--- begin ---

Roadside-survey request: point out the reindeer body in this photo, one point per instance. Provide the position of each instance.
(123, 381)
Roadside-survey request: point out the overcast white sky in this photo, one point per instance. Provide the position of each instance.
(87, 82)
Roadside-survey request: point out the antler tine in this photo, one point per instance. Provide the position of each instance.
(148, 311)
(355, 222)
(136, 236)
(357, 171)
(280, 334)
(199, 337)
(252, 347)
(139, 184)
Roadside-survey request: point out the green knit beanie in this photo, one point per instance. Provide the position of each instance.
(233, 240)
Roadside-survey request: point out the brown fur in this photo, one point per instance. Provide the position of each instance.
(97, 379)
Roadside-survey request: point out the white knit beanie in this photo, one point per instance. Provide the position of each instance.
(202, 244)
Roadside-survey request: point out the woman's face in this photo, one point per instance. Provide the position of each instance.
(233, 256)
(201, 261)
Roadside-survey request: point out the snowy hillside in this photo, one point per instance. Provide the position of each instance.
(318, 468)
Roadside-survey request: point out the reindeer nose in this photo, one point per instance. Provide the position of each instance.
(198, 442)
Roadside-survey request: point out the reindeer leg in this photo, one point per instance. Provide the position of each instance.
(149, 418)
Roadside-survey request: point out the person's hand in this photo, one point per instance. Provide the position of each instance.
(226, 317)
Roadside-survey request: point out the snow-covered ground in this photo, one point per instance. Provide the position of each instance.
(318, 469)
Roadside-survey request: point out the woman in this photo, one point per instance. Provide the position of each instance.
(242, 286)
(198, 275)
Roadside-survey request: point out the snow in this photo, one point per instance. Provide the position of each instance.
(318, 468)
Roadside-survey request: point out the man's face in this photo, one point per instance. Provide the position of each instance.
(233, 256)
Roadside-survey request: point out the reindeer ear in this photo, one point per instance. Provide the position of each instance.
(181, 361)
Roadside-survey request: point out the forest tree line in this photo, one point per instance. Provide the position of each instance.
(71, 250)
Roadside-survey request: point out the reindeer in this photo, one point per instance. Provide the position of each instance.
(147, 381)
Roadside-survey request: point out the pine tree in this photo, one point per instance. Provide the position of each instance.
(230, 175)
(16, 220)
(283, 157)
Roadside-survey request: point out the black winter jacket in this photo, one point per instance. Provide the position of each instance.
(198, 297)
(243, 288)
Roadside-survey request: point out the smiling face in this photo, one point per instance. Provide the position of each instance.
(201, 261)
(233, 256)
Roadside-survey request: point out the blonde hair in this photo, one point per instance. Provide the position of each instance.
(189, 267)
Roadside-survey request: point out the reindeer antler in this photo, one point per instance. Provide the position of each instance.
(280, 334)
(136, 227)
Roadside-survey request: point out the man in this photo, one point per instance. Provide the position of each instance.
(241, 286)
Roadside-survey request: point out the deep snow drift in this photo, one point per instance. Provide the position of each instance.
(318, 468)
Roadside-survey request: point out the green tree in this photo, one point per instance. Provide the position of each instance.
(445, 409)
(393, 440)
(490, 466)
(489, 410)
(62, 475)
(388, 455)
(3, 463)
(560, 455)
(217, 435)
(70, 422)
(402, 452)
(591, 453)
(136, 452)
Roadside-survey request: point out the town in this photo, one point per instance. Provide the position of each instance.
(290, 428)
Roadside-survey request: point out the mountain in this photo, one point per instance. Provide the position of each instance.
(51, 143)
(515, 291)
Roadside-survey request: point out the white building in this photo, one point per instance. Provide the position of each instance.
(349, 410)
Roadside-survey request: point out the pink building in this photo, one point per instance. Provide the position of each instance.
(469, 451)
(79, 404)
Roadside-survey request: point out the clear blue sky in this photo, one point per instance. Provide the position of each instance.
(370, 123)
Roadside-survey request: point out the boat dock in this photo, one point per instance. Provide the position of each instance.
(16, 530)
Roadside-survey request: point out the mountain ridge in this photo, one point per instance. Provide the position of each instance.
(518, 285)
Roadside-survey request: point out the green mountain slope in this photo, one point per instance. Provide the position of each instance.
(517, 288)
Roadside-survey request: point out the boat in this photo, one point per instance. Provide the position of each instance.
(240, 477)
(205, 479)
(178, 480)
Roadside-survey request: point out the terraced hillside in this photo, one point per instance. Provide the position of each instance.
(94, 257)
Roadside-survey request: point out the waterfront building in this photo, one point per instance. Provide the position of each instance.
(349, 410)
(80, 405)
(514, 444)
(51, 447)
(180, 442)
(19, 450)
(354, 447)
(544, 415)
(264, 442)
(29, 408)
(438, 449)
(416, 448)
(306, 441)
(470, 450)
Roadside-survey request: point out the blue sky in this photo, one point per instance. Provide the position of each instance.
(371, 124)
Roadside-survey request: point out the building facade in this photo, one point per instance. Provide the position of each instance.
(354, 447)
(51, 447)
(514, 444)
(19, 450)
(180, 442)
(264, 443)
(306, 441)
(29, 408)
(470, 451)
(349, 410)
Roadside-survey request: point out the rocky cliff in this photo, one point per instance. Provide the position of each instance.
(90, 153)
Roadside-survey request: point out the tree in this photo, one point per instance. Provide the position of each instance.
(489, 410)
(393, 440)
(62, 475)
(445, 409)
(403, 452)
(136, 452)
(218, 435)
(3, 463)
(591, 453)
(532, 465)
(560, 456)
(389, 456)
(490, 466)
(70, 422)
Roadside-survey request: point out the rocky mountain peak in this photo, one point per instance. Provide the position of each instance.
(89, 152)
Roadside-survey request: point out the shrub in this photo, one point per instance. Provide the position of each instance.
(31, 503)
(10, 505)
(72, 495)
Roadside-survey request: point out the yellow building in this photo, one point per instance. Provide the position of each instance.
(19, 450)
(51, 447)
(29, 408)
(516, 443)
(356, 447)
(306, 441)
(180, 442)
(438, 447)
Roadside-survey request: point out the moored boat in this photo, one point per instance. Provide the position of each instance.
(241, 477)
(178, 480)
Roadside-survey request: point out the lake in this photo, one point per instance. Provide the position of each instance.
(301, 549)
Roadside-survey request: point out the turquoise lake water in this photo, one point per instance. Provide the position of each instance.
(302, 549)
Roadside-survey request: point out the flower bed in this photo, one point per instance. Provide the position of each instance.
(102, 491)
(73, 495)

--- end ---

> **Your goal**
Repeat the data above exactly.

> **Full output**
Roadside-survey request: point out the reindeer body in this photo, one point per instance. Provide the position of each instance.
(123, 381)
Roadside-survey request: point out the overcast white sky in this photo, one point per instance. Provide the position of each instance.
(87, 82)
Roadside-survey request: point out the antler tine in this photo, one point per instance. Provide the position of each instance.
(148, 311)
(355, 222)
(136, 236)
(357, 171)
(280, 334)
(199, 337)
(252, 347)
(139, 184)
Roadside-survey request: point out the green knit beanie in this photo, one point per instance. Provide the position of each instance.
(233, 240)
Roadside-survey request: point out the brown fur in this photo, one point per instance. Provide the position of each instance.
(97, 379)
Roadside-survey request: point out the white knit beanie in this photo, one point per instance. Provide the position of each instance.
(202, 244)
Roadside-survey request: point out the woman's face in this photo, one point per instance. Provide the position of each instance.
(233, 256)
(201, 261)
Roadside-survey request: point out the snowy hillside in this photo, one point per instance. Provide the position of each instance.
(318, 468)
Roadside-survey request: point out the reindeer nose in this photo, one point per instance. Provide the position of each instance.
(198, 442)
Roadside-survey request: point out the reindeer leg in this photo, one point per instance. Provide the position of each instance.
(149, 418)
Roadside-survey request: point out the person's hand in this photo, one point per instance. Provide the position of each instance.
(226, 317)
Roadside-survey request: point out the snow-covered ground in this photo, one point per instance. Provide the position of each instance.
(318, 469)
Roadside-survey request: point out the woman in this photo, one point per instance. Provide the position of each instance.
(242, 286)
(198, 275)
Roadside-survey request: point out the snow in this photo, one point per instance. Provide the position of each instance.
(318, 468)
Roadside-survey request: point out the man's face in this photo, one point per instance. Provide the position of each instance.
(233, 256)
Roadside-survey request: point out the reindeer ear in this photo, one point per instance. Provide the position of each instance.
(181, 361)
Roadside-survey request: point out the forest tree line in this photo, one point per instance. Provide the position of each instance.
(71, 250)
Roadside-survey request: point out the reindeer in this photo, one point per instance. Provide the position of each instance.
(147, 381)
Roadside-survey request: point out the pine tree in this photo, one point per instance. Provide the position of each instance.
(230, 175)
(16, 220)
(283, 157)
Roadside-survey request: point out the black winter jacket in this photo, one point per instance. Provide the position of each instance.
(198, 297)
(243, 288)
Roadside-survey request: point out the smiling face in this photo, one point per instance. Provide the position of each instance.
(201, 261)
(233, 256)
Roadside-survey request: point out the blonde hair in this photo, one point per instance. Provide the position of each instance.
(189, 267)
Roadside-survey request: point out the reindeer antler in this photo, one point per instance. Provide the position of each instance.
(280, 334)
(136, 227)
Roadside-survey request: point out the man in this photo, one point per instance. Provide the position of each instance.
(241, 286)
Roadside-survey request: point out the deep snow drift in this photo, one point per instance. Provide the position of each instance.
(318, 468)
Roadside-survey request: point out the green tree in this photo, one point per instance. Provide the position of each instance.
(445, 409)
(393, 440)
(490, 466)
(489, 410)
(62, 475)
(388, 455)
(3, 463)
(560, 455)
(217, 435)
(70, 422)
(402, 452)
(591, 453)
(136, 452)
Roadside-survey request: point out the town in this photo, one point per instance. Provide the position of each instance.
(290, 428)
Roadside-survey request: point out the mountain in this photo, one point per instance. Provide the position of each instance.
(51, 143)
(515, 291)
Roadside-survey request: point out the white building in this photo, one point per instance. Provide the position of each instance.
(349, 410)
Roadside-survey request: point out the pink building in this photo, one point per instance. Provide the position of each instance.
(469, 451)
(79, 404)
Roadside-survey request: point out the clear blue sky in this photo, one point per instance. Provide the position of each instance.
(370, 123)
Roadside-survey request: point out the boat dock in this photo, one point per instance. Provide the position of each instance.
(16, 530)
Roadside-survey request: point out the mountain ridge in this photo, one point per instance. Provide the position of each instance.
(518, 285)
Roadside-survey request: point out the green mountain slope in this photo, one point per instance. Provide the position of each instance.
(517, 288)
Roadside-survey request: point out the boat in this photo, one point per instance. Provide the position of each instance.
(240, 477)
(205, 479)
(178, 480)
Roadside-survey request: point out the terraced hillside in this photo, one point per instance. Provide the position of each instance.
(94, 257)
Roadside-survey request: point out the waterfront building in this photo, one point per instance. Provide the position of each instance.
(349, 410)
(80, 405)
(514, 444)
(51, 447)
(180, 442)
(19, 450)
(354, 447)
(544, 415)
(264, 442)
(29, 408)
(438, 449)
(416, 448)
(306, 441)
(470, 450)
Roadside-survey request: point out the blue sky in this photo, one point per instance. Provide the position of each instance.
(371, 124)
Roadside-survey request: point out the building facade in this photo, one point per instance. Provide the position of each instance.
(354, 447)
(51, 447)
(514, 444)
(19, 450)
(180, 442)
(264, 443)
(306, 441)
(29, 408)
(470, 451)
(349, 410)
Roadside-survey request: point out the rocky cliff in this photo, one point per instance. Provide the position of each instance.
(90, 153)
Roadside-survey request: point out the tree in this photo, one point per instance. Provide the position of each instance.
(489, 410)
(393, 440)
(62, 475)
(445, 409)
(403, 452)
(136, 452)
(218, 435)
(3, 463)
(591, 453)
(532, 465)
(560, 456)
(389, 456)
(490, 466)
(70, 422)
Roadside-survey request: point out the rocky mountain peak in this photo, one point per instance. Provide the position of each instance.
(89, 152)
Roadside-survey request: point out the shrub in this photo, one point per instance. Provide the position of each instance.
(31, 503)
(10, 505)
(72, 495)
Roadside-survey request: point out the yellow building in this photo, one point per instance. Provide the position of each instance.
(19, 450)
(51, 447)
(29, 408)
(516, 443)
(356, 447)
(306, 441)
(180, 442)
(438, 447)
Roadside-survey request: point out the moored boat in this photo, one point per instance. Provide the position of each instance.
(241, 477)
(178, 480)
Roadside-survey request: point out the lake in this photo, one point per instance. Provide the position of each instance.
(301, 549)
Roadside-survey request: point out the turquoise lake water in this photo, one point per instance. Provide the position of each instance.
(302, 549)
Roadside-survey request: point out the flower bed in this photo, one point per instance. Provide the position of each instance.
(102, 491)
(73, 495)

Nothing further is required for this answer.